◆ Passage:
+++
Claudio Magris, « Le beau Danube ou le bel Inn bleu ? »,  in Danube, Gallimard, Paris, 1988

Confluence de l’Ilz (40 km) avec le Danube à Passau (rive droite). La fougueuse Inn et la sombre Iltz semblent regretter de mélanger leurs eaux à celles du fleuve, photo © Danube-culture, droits réservés

« Aimer, pour un fleuve, cela consiste précisément à se jeter dans les « bras d’un autre fleuve ». Les confluents sont des lieux de conjonctions amoureuses et les « eaux mêlées » le symbole de l’union absolue. Le fleuve, en effet, possède le privilège de pouvoir s’unir si complètement à sa partenaire aquatique qu’il est ensuite impossible de distinguer les deux conjoints. C’est une aventure de cet ordre qu’Ovide nous décrit dans la belle histoire de la fontaine Aréthuse. »
+++
(Entrées de la collection)
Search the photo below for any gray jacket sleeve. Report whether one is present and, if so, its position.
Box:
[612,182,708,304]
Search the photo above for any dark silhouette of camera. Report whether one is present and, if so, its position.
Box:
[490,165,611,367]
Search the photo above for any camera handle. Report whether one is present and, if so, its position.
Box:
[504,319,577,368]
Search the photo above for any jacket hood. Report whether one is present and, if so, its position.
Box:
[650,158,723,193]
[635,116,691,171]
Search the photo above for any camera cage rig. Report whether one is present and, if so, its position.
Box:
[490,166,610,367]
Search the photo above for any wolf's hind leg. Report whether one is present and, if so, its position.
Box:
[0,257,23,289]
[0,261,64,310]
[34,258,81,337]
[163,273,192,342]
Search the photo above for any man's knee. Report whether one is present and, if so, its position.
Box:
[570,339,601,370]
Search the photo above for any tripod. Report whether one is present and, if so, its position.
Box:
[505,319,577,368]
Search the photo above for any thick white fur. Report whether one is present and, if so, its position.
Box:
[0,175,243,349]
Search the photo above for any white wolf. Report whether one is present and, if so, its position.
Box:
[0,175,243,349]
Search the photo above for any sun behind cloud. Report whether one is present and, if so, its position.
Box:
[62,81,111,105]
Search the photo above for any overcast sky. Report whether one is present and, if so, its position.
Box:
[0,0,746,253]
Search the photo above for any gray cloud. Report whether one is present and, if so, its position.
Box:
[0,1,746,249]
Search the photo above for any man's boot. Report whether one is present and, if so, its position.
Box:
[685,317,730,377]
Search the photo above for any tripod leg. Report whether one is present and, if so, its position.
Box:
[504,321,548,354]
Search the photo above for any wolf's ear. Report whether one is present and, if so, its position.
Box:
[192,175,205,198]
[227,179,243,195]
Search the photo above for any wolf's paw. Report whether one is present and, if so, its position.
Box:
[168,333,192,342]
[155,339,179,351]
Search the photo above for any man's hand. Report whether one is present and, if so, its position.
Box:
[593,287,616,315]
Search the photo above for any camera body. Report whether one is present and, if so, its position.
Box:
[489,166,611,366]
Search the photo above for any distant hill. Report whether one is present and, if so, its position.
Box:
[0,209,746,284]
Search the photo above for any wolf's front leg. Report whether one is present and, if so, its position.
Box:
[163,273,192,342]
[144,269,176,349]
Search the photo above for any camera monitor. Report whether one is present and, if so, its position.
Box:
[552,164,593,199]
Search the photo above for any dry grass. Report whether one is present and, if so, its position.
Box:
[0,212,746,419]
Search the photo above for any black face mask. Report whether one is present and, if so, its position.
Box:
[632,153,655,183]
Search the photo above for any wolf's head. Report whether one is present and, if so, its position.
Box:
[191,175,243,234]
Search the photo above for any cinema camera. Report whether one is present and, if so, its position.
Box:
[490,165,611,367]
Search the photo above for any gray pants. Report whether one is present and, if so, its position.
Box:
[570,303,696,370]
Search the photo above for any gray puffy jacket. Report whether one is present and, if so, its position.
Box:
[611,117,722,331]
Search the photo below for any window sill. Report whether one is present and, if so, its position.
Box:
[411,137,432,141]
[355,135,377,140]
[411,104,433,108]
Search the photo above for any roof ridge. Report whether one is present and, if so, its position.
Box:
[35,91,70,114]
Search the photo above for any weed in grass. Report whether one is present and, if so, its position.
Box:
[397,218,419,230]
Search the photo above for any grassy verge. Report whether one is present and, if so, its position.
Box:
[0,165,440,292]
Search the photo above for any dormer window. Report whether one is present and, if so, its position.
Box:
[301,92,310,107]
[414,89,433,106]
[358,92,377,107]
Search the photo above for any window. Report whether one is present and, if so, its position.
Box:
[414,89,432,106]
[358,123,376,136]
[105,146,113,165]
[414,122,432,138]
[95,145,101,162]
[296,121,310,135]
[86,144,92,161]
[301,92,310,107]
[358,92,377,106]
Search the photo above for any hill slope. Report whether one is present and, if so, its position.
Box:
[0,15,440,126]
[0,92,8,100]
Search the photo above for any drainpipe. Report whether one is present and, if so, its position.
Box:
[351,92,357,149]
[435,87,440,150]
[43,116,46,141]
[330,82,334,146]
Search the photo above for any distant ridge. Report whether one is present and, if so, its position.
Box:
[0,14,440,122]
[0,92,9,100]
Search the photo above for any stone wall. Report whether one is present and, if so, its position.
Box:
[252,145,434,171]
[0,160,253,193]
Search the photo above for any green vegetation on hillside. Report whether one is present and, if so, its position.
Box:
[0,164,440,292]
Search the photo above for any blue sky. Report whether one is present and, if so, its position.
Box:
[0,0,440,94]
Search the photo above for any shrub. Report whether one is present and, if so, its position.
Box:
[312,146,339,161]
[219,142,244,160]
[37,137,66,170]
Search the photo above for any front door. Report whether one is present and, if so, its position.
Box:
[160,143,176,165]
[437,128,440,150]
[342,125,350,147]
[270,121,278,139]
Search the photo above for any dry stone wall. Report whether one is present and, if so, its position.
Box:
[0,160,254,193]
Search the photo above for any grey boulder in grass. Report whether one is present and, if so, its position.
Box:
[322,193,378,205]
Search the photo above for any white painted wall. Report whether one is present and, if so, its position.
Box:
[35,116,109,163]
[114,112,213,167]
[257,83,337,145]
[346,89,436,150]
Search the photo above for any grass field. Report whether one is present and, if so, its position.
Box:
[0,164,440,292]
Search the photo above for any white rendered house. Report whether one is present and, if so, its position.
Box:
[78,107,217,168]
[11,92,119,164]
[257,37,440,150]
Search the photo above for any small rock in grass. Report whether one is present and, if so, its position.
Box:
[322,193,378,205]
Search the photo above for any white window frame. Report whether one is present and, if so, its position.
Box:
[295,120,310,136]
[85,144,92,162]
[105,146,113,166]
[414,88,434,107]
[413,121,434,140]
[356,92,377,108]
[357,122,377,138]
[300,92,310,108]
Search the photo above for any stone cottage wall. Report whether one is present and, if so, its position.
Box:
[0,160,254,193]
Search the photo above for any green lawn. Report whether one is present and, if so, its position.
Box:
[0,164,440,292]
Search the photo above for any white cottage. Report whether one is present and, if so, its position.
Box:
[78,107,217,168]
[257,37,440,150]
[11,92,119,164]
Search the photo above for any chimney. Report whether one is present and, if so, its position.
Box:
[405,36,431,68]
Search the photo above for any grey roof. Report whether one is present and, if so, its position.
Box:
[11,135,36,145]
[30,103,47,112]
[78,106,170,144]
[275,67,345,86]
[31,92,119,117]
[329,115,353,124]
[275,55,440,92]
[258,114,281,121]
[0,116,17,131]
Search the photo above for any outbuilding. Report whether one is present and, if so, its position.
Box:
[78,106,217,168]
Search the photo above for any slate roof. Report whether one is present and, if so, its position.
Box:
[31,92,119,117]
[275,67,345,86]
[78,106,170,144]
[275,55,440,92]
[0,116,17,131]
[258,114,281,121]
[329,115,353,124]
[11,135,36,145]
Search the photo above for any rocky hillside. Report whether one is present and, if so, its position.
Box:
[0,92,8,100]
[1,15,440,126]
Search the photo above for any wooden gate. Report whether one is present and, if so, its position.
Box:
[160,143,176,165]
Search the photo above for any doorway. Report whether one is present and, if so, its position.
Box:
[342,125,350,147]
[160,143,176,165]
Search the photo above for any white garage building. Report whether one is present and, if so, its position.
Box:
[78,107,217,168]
+++
◆ Énoncé: Reformulez sous forme de liste plus concise le paragraphe du passage qui commence par « Aimer, pour un fleuve », en conservant ses faits essentiels. Les lignes n'interviennent en rien dans cet exercice.

◆ Réponse attendue:
- Pour un fleuve, aimer consiste à se jeter dans les « bras d'un autre fleuve ».
- Les confluents sont des lieux de conjonctions amoureuses, et les « eaux mêlées » symbolisent l'union absolue.
- Le fleuve peut s'unir si complètement à sa partenaire aquatique qu'il devient ensuite impossible de distinguer les deux conjoints.
- Ovide décrit une aventure de cet ordre dans l'histoire de la fontaine Aréthuse.